### Passage shown ###
It would be a cop-out to say I spent the first quarter of my life desperately chasing love because my parents divorced when I was little. And it makes me cringe to write that, for years, I wanted a boyfriend more than anything else. But, to be honest, aren’t we all looking for love?
Let’s face it: as early as I can remember, I wanted to be done with dating. Done with boys and bars and checking my messages every three minutes to see if he’d texted.
At five years old, I put on my mother’s white silk slip, long enough to touch my ankles, and hung a piece of white tulle off my short curly hair. Then I grew up and realized I’m a feminist. A girl- power enthusiast lucky enough to have been born in 1990. I’m not sure I would have known enough to use a word like “feminism” at a young age, but nothing helps you understand female empowerment quite like growing up with a single mother. By my teen years, it no longer seemed appropriate to admit, even to myself, that being someone’s girlfriend was one of my most cherished goals.
Luckily for me, it was a goal that appeared easy enough to accomplish naturally, in time, without requiring too much effort on my part.
### Data extract ###
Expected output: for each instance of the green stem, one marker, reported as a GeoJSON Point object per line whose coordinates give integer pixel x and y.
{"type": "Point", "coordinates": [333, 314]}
###
| Your task |
Write the next part of the personal essay about dating and wanting a boyfriend, starting after its last sentence.

| Answer space |
Growing up, I took it for granted that I would get good grades, go to university, and probably break a few hearts. Those were inevitable truths, because they came from the lips of adults, and because history dictated I should follow in my mother’s footsteps.
My mother is beautiful. Right down to her core. She appears to leap out of photographs, tall and slim, with miles of raven-black hair and piercing blue eyes. In one family photo from the 1970s, my young mother sits with one leg draped casually over the other. With an unnatural confidence for a teenager, she looks like she belongs in the pages of Vogue Paris, not in the rec room of a suburban Toronto home.
I didn’t look anything like my mother growing up, but I listened to her stories about learning to drive with her high school boyfriend and singing backup for her first husband back when all he played were small nightclubs in Europe, and I believed something similar would one day happen for me. All I had to do was figure out how to be beautiful. Inside and out.
For the first twenty-one years of my life, I pursued love and beauty as aggressively as I pursued academic excellence and some kind of undefined creative career. Like many young women, I had somehow gotten the message that intelligence, independence, creativity, physical attractiveness, and a willingness to run with the boys would inevitably lead to the fun privileges of sex and, eventually, to the ultimate goal: love. Finding a boyfriend, having sex, falling in love … it was all supposed to be simple.
Until that evening, looking out over the construction site with a stack of plates in my hand, when I realized I’d been lied to. Every adult woman I knew, every magazine I’d read, even feminism itself had told me, in one way or another, that having sex was easy. Even too easy.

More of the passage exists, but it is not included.